> WORK INSTRUCTIONS
Copy out exactly each line from the line with "of the bottle" through the last line of the material below.

[Stored items from a collection]
%%

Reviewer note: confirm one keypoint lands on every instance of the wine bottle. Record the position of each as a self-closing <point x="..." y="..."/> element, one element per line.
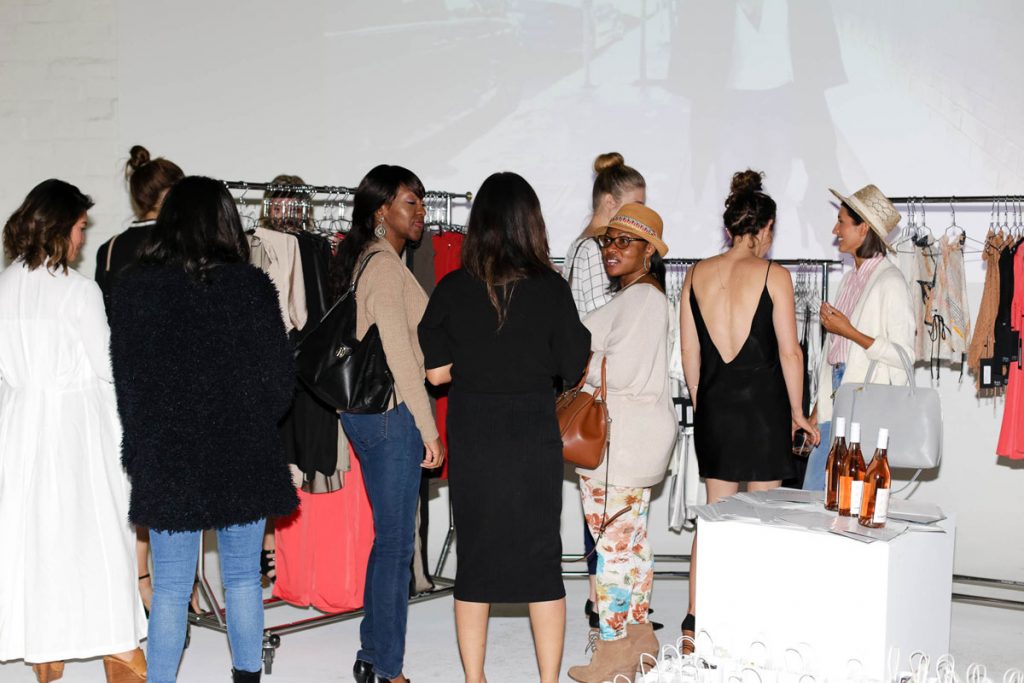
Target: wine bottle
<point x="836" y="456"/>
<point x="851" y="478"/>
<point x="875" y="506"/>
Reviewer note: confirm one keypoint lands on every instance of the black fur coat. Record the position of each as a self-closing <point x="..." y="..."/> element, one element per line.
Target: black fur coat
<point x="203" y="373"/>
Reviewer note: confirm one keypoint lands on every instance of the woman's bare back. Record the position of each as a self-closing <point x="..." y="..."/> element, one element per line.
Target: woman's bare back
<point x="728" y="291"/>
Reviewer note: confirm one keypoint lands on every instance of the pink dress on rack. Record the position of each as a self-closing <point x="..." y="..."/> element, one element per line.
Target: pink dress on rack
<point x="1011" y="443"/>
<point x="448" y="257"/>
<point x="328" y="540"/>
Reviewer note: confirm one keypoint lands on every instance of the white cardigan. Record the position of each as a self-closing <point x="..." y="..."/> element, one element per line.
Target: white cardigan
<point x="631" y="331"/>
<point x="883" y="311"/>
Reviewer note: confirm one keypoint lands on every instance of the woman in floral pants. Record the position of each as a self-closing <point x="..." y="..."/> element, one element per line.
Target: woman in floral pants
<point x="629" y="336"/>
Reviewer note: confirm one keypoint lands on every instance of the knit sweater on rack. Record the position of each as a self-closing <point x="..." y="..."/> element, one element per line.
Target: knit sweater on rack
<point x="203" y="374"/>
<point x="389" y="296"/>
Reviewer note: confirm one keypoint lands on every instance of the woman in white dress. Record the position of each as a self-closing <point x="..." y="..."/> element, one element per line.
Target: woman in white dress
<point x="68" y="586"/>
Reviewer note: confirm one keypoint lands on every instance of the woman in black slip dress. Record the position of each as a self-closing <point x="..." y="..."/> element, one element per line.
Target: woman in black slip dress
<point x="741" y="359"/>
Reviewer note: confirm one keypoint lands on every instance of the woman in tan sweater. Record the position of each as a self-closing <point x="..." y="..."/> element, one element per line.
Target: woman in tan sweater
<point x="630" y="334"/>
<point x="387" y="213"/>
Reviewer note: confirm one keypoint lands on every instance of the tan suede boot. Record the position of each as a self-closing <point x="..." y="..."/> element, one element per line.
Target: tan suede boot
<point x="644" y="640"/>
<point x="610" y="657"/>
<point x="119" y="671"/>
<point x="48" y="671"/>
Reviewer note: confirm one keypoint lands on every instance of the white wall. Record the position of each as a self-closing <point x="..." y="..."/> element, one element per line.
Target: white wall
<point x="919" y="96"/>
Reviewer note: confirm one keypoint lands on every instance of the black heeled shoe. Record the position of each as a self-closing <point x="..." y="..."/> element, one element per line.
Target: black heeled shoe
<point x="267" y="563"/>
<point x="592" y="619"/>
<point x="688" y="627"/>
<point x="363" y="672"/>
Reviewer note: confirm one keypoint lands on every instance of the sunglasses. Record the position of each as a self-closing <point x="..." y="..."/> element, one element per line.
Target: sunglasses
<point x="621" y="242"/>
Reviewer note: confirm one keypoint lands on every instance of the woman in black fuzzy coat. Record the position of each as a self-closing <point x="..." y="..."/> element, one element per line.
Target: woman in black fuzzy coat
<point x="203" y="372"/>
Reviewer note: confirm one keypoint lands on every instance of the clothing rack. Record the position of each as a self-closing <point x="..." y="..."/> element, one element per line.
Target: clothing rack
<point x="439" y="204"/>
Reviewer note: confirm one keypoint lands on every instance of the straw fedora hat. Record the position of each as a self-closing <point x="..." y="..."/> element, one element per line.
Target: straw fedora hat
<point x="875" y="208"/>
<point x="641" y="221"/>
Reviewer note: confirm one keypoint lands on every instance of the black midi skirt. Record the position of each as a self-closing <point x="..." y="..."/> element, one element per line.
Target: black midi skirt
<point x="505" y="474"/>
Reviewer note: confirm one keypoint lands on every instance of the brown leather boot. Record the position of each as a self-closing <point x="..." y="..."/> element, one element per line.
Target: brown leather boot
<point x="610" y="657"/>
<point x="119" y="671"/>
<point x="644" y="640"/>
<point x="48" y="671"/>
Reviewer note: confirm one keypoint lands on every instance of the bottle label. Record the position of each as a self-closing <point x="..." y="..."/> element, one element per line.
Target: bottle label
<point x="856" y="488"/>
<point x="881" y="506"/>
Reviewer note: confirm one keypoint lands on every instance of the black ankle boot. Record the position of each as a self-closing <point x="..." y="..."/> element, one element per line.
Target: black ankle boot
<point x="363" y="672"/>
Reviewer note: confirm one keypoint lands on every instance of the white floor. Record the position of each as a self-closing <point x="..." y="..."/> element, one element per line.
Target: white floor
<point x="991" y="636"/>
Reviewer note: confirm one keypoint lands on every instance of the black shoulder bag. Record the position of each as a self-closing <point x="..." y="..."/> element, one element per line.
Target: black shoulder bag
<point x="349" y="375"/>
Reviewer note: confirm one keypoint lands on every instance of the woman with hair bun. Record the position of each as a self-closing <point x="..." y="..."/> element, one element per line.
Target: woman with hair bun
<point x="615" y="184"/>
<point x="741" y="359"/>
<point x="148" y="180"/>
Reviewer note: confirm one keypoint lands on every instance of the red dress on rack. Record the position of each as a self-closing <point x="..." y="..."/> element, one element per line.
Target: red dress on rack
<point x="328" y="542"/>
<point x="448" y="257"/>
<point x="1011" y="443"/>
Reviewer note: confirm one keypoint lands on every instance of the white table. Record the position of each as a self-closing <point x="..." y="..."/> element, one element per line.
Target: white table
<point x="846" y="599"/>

%%

> THE RESPONSE
Reviewer note: confirm one keypoint lands on every instance of the bottle label. Record the position of each as a self-closing <point x="..." y="..."/> element, one element per line.
Target: bottle label
<point x="856" y="488"/>
<point x="881" y="506"/>
Reviewer note: confirm one keypoint lands on every instance of the black ankle boot. Record the position of each as a self-closing <point x="..." y="..."/> element, one element per line.
Target: black ankle boot
<point x="363" y="672"/>
Reviewer note: confirm one keypoint lands on every instance of the white floor. Record the position of each as a self-closing <point x="..." y="..."/> element, one element per line.
Target: white floor
<point x="991" y="636"/>
Reviewer note: confirm one keypoint lands on every instance of the black shoulder bag. Record the position of each as a self-closing <point x="..." y="..."/> element, one element per line.
Target: black shoulder bag
<point x="349" y="375"/>
Reviewer note: confirm one keypoint lands on every instance of the woman with hair bun. Record the position of each as a self-closing <point x="..." y="..."/> element, one element per line.
Target: woman with hair bun
<point x="615" y="184"/>
<point x="741" y="359"/>
<point x="148" y="180"/>
Reviewer note: confirm one keypoint lands on every instance of the red dress on rack. Record the position of each as a self-closing <point x="..." y="..."/> element, one element per line.
Target: red dress on rack
<point x="328" y="542"/>
<point x="448" y="257"/>
<point x="1011" y="443"/>
Reviewer note: confirm one keypoint lands on every instance of the white table. Record the position of each as a self-closing <point x="..." y="..."/> element, one element per line.
Target: white table
<point x="846" y="599"/>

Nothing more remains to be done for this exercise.